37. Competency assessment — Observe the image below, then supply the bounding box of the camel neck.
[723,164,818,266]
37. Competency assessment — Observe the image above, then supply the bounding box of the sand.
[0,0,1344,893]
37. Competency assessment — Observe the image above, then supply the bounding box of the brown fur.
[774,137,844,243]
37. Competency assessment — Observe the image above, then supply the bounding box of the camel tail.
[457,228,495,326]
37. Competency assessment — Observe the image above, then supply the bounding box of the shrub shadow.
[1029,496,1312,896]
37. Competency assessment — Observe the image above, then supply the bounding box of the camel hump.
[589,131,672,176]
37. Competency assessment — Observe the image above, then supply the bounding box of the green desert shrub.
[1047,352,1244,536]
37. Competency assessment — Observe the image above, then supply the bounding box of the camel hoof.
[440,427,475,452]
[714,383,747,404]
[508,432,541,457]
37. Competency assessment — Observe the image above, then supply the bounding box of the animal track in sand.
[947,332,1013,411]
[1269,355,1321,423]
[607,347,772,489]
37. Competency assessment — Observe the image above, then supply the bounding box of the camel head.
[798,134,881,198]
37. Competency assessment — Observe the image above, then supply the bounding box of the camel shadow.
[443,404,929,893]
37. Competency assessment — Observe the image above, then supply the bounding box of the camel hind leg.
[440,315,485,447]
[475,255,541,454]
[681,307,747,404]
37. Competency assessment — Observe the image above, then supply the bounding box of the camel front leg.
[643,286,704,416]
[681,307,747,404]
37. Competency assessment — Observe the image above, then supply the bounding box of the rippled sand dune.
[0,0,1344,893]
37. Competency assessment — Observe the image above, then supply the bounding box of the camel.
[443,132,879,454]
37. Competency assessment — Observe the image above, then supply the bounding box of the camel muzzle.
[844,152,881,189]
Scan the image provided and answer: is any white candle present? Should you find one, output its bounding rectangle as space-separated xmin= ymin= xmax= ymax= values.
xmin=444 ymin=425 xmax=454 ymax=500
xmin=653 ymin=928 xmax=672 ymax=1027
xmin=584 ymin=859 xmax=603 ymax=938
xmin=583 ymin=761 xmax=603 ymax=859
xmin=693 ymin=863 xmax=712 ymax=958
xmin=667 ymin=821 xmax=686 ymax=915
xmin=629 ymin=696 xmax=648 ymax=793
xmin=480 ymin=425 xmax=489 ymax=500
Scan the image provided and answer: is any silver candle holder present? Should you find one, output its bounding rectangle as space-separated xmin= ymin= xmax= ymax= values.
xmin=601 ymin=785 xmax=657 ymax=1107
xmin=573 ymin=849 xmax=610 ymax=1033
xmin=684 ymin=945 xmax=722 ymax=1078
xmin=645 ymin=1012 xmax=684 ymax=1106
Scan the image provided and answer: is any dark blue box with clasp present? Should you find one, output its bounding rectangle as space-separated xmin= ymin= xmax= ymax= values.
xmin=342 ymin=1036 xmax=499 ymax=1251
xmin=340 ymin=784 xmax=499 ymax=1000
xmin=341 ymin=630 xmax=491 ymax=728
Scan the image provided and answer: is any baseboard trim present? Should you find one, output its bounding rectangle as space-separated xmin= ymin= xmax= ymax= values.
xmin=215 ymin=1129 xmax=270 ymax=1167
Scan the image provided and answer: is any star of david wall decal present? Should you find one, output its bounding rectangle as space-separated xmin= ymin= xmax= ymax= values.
──────────
Rewrite every line from the line with "rippled sand dune." to the line with "[844,152,881,189]", both included, and output only those lines. Multiply each bounding box coordinate by 2.25 and round to whole numbers, with halves rounded up. Leave all other text unchanged.

ANSWER TO THIS TASK:
37. Competency assessment — Observe the image above, then supply the bounding box of the rippled sand dune.
[0,0,3024,2009]
37. Competency assessment — Observe the image above, then supply the bounding box of the camel.
[997,297,1978,1022]
37. Competency assessment — Observe the image above, then supply the bounding box of the camel muzzle.
[1899,342,1982,425]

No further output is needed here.